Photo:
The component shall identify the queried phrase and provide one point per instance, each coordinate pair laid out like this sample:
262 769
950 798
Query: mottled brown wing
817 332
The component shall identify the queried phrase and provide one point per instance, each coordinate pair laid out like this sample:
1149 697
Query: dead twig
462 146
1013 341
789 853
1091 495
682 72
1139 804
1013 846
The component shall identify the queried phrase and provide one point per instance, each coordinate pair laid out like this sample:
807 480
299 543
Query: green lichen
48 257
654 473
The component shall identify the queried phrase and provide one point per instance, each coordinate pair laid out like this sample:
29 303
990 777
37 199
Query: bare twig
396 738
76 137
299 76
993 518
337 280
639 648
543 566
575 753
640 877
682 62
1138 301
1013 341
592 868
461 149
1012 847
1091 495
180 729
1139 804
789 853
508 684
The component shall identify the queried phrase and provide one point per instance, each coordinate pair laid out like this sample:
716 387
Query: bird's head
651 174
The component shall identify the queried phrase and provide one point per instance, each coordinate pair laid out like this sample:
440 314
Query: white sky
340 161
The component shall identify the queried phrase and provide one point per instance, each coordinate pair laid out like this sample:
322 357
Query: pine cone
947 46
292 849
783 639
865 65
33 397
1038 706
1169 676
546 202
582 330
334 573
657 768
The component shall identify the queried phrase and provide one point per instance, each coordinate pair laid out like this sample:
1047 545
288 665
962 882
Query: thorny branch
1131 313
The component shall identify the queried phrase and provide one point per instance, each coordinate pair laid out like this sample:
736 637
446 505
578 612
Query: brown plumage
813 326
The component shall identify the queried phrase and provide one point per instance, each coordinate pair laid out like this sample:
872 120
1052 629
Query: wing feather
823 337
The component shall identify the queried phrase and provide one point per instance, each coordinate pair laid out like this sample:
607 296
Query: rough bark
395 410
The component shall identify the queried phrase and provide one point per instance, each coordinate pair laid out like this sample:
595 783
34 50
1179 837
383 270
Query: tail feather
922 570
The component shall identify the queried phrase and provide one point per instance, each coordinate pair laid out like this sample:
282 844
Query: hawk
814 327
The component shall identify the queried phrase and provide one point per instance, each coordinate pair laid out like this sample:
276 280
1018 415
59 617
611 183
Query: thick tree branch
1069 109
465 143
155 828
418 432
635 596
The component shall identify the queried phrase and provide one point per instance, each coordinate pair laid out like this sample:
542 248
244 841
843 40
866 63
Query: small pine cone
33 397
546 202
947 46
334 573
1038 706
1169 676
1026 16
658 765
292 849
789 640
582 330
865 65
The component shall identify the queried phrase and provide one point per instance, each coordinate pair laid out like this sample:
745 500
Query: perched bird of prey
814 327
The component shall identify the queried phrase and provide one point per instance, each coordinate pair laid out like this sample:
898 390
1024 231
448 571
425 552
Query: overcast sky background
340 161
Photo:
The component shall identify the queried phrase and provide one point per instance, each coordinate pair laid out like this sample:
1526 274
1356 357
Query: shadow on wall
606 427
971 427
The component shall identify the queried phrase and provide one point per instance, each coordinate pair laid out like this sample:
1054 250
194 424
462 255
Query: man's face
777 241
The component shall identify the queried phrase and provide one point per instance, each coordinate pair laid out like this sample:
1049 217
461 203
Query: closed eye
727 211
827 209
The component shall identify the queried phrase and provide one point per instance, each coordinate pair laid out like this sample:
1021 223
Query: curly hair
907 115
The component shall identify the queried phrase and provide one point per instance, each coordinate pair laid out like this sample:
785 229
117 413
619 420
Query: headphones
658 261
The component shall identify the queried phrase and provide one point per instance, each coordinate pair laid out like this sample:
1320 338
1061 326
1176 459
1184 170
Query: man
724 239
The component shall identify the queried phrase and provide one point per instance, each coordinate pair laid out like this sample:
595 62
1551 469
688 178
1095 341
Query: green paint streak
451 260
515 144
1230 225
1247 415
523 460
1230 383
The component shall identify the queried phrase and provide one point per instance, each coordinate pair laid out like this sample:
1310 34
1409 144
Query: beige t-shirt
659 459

== EXERCISE ==
Please restate the whole listing word for word.

== EXERCISE ANSWER ==
Photo:
The component shall identify the queried phrase and provide one point per instance, each coordinate pair laid out like this sample:
262 769
950 798
Query: mottled brown wing
817 332
The component shall identify the queried phrase and provide one point per instance, each coordinate pair laid out like this sample:
1149 697
Query: dead twig
462 146
1013 341
789 853
1091 495
682 72
1139 804
1013 846
The component shall identify the queried phrase and provide one point per instance, each coordinate pair laid out like this sample:
807 480
299 543
Query: green lichen
48 257
654 473
The component shall identify the queried phrase and provide one point per instance, each coordinate pair laid out like this sample:
29 303
990 777
37 199
Query: bare twig
396 738
76 137
299 76
993 518
337 280
639 648
543 566
575 753
640 877
682 62
1138 301
1013 341
592 868
461 149
1012 847
1091 495
180 729
1139 804
789 853
508 684
The component shall identify the queried phrase and provide one point per instance, each coordinate pair laid out like this sample:
716 387
Query: bird's head
651 174
The component shall identify the queried phrase and provide one point per instance, each coordinate pair laid out like this sample:
440 314
Query: white sky
340 161
The component shall identify the queried phrase and provide one point per instance, each coordinate pair laid out like this sample:
322 357
Query: pine cone
947 46
292 849
783 639
865 65
33 397
1038 706
1169 676
546 202
582 330
334 573
657 768
The component shall identify the queried phrase and provide one point per instance, each coordinate pair laid out like this sample:
1047 545
288 665
962 882
Query: thorny branch
1131 313
The component shall identify the queried phrase and provide one point per instance, each coordinate pair laid out like this sample:
736 637
446 505
578 612
Query: brown plumage
813 326
The component shall identify the queried phrase and provide one point per instance, each coordinate pair laid out like this sample:
872 120
1052 629
Query: wing feather
823 337
The component shall identify the queried phrase and provide one point per instance, each coordinate pair laid out like this sample:
607 296
Query: rough bark
395 410
The component shall identify the queried phrase and provide one point per instance, each coordinate pair laid out like this sample:
595 783
34 50
1179 837
383 270
Query: tail feather
922 570
The component shall identify the queried phrase and provide one point per instance, each coordinate pair laid out like this sample:
282 844
Query: hawk
814 327
The component shall identify the queried phrase and provide one point per instance, each coordinate pair laid out like this sample:
276 280
1018 415
59 617
611 183
Query: thick tree branch
1069 109
465 143
155 828
418 432
635 596
The component shall identify the queried phrase and provide one point per instance, each coordinate pair laid out like this sample:
542 248
244 841
843 40
866 63
Query: small pine cone
33 397
546 202
947 46
334 573
1038 706
1169 676
1026 16
658 765
292 849
789 640
582 330
865 65
The component shall identify the queried phrase and provide one point per instance, each coordinate pair laid out like this sample:
745 500
Query: perched bird of prey
814 327
The component shall identify the queried phrase and provide one point per instance, each coordinate pair laid out like this sample:
898 390
1024 231
448 571
425 552
Query: overcast sky background
340 161
Photo:
The component shall identify the queried phrase and provide one point per instance, each coordinate pair laid out like this sample:
1526 274
1356 357
Query: shadow on wall
606 427
971 427
The component shall identify the queried phrase and provide one point per instance, each coordinate pair laid out like this sample:
1054 250
194 424
462 255
Query: man's face
777 241
The component shall identify the queried phrase and provide one point per instance, each coordinate pair laid out like this sample:
1049 217
461 203
Query: closed eye
727 211
827 209
The component shall identify the queried phrase and provide one point per instance, each coordinate pair laid out like this sample:
1021 223
Query: curly hair
907 115
The component shall identify the queried phrase and provide one point per instance, each coordinate pair laid out like this sample:
785 229
117 413
619 420
Query: headphones
658 261
The component shall identify the queried phrase and provide one point per instance, each coordinate pair laid out like this sample:
1320 338
1061 326
1176 459
1184 170
Query: man
724 239
The component shall identify the queried phrase and provide one point per instance, each coordinate pair laid out like this sample:
595 62
1551 469
688 178
1095 341
Query: green paint streak
451 260
515 144
1230 225
1247 415
523 460
1230 383
The component shall identify the queried phrase and provide one point per instance, each coordinate pair laid out like this sample:
1310 34
1409 144
Query: beige t-shirt
659 459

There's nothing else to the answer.